» **TEXT PASSAGE**:
# Algorithmic Portfolio Optimization in Python

Author :: Kevin Vecmanis

In this installment I demonstrate the code and concepts required to build a Markowitz Optimal Portfolio in Python, including the calculation of the capital market line. I build flexible functions that can optimize portfolios for Sharpe ratio, maximum return, and minimal risk.

###### In this article you will learn:

- How to fetch stock market data from Quandl
- How to create a portfolio simulation function
- What the Markowitz Bullet is and how to plot one
- What the optimization process is all about
- What minimization functions are
- How to create an optimization function with
**scipy.optimize** - What the efficient frontier is and how to plot it
- What the capital market line is and how to plot it

#### Table of Contents

- Introduction
- Fetching data from Quandl
- Portfolio Simulation Function
- The Markowitz Bullet
- The Optimization Process
- Minimization Functions
- The Optimization Function
- The Efficient Frontier
- The Capital Market Line

#### Introduction

Portfolio optimization is a mathematically intensive process that can be accomplished with a variety of optimization functions that are freely available in Python.

In Part 1 of this series, we’re going to accomplish the following:

- Build a function to fetch asset data from Quandl.
- Show how this data can be converted into return matrix and a covariance matrix.
- Show how to simulate a basket of thousand of portfolios using the same assets.

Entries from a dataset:
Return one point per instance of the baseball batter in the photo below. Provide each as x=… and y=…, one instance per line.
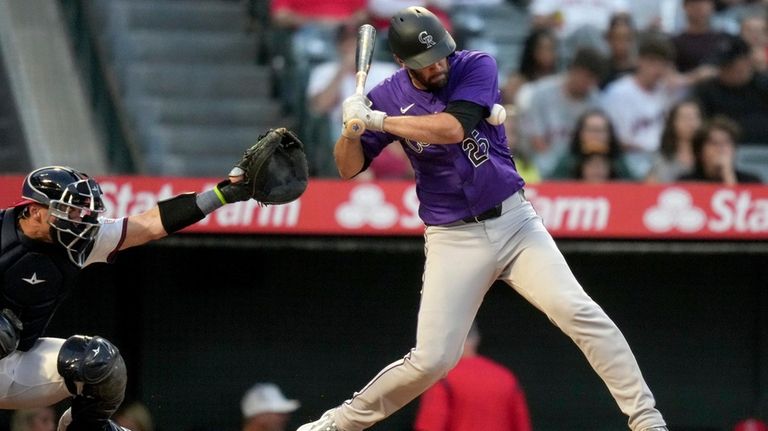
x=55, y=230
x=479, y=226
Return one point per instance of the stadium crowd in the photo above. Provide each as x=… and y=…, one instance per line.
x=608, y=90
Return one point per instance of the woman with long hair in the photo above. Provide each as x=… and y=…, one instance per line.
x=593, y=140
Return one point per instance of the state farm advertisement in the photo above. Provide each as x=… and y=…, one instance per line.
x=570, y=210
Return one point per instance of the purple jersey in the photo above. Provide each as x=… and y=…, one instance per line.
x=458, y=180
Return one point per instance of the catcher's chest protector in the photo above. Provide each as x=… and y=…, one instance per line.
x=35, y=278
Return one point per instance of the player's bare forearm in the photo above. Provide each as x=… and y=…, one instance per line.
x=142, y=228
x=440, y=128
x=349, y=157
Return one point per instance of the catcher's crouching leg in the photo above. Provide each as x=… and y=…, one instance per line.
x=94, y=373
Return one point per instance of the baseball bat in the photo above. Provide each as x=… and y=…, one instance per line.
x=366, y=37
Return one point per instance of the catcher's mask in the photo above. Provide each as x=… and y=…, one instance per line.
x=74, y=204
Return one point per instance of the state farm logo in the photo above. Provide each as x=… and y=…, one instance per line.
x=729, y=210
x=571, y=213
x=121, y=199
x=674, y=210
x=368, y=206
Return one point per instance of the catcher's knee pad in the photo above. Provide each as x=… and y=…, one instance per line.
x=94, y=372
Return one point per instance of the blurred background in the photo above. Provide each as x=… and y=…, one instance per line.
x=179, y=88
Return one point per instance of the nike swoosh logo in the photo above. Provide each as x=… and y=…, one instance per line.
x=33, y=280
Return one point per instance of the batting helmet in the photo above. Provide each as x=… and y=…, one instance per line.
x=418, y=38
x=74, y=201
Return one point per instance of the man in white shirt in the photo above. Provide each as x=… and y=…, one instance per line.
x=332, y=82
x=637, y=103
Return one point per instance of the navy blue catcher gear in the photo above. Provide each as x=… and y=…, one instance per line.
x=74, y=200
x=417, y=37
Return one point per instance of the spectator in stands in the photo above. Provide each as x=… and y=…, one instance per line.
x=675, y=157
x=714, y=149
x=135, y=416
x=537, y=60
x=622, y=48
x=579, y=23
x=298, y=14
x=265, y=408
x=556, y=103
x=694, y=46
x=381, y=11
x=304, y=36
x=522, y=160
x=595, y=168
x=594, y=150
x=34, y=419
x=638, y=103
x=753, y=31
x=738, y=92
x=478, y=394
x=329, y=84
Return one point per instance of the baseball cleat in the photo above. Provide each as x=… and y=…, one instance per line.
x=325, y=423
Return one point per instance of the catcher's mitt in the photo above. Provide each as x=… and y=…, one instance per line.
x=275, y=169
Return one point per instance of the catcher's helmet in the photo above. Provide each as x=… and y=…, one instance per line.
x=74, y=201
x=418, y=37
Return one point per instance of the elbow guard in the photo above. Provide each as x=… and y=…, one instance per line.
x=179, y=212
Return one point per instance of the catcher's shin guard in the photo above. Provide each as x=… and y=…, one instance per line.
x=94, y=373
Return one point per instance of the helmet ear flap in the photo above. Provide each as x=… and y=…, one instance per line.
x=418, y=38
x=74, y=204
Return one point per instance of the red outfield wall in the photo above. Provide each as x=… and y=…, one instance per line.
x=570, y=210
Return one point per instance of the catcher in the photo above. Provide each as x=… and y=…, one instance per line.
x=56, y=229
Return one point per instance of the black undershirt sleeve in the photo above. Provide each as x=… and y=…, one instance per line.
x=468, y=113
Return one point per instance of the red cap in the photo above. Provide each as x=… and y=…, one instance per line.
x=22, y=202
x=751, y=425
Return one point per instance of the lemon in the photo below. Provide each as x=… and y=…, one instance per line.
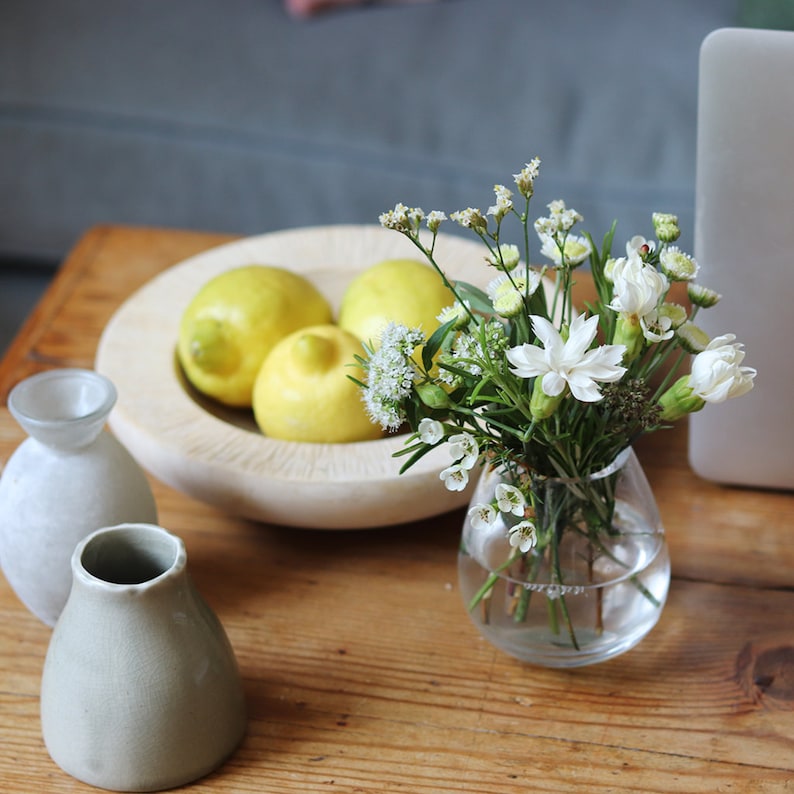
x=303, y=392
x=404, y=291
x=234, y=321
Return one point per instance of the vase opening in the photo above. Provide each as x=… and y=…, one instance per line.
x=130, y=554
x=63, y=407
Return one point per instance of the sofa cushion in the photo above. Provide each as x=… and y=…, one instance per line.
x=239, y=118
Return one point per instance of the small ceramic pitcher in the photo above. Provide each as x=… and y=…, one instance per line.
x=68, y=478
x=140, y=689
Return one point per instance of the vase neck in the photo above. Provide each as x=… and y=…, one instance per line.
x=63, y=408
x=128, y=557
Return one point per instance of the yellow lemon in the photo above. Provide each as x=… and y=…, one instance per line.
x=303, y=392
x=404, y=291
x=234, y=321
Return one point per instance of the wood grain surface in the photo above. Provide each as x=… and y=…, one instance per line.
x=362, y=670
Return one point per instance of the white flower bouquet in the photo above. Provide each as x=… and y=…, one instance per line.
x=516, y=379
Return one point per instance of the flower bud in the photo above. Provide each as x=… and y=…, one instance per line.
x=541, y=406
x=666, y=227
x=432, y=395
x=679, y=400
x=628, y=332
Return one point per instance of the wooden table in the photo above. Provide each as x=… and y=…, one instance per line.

» **WHAT YOU ARE ASKED TO DO**:
Write the next part of the portfolio optimization article, picking up right after its last sentence.

» **WRITTEN ANSWER**:
- Show how portfolio weights can be optimized for either volatility, returns, or Sharp Ratio.
- Build the Markowitz efficient frontier.
- Build the Capital market line.
- Calculatet the optimal portfolio weights based on the intersection of the capital market line with the efficient frontier.

The theory behind the capital market line and efficient frontier is outside the scope of this post, but plenty of material is available with a quick google search on the topic. Explanations of concepts will be provided throughout this post as required. I assume here that the reader has a basic familiarity with modern portfolio theory (MPT).

#### Fetching data from Quandl

The first function we define pulls assets from Quandl based on a list of ticker names that we provide in the variable ‘assets’.

We’re going to complete this post by optimizing portfolio weights for a basket of five assets:

**TLT**: Long bond ETF

**GLD**: Gold

**SPY**: S&P 500 ETF

**QQQ**: Nasdaq ETF

**VWO**: Emerging Market ETF

Quandl data comes with a bunch of different column headers - but here we will strip out only the **adjusted closes** of each asset by creating a mask.

`['TLT_Adj_Close', 'GLD_Adj_Close', 'SPY_Adj_Close', 'QQQ_Adj_Close', 'VWO_Adj_Close']`

Now our dataframe will only contain columns with the adjusted closes listed above.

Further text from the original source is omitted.